Assignment
Which lines of the material contain the word "Target"? Show each one.

Material provided
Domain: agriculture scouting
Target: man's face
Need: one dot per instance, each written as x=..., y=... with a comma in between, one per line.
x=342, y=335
...
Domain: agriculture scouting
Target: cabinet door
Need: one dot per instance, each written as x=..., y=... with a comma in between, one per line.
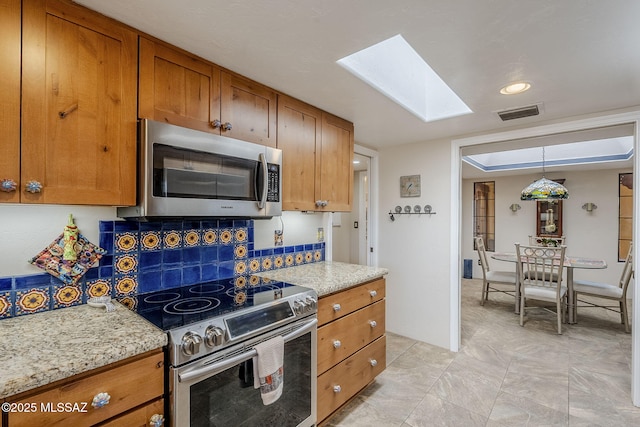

Response area
Target: man's face
Target: cabinet door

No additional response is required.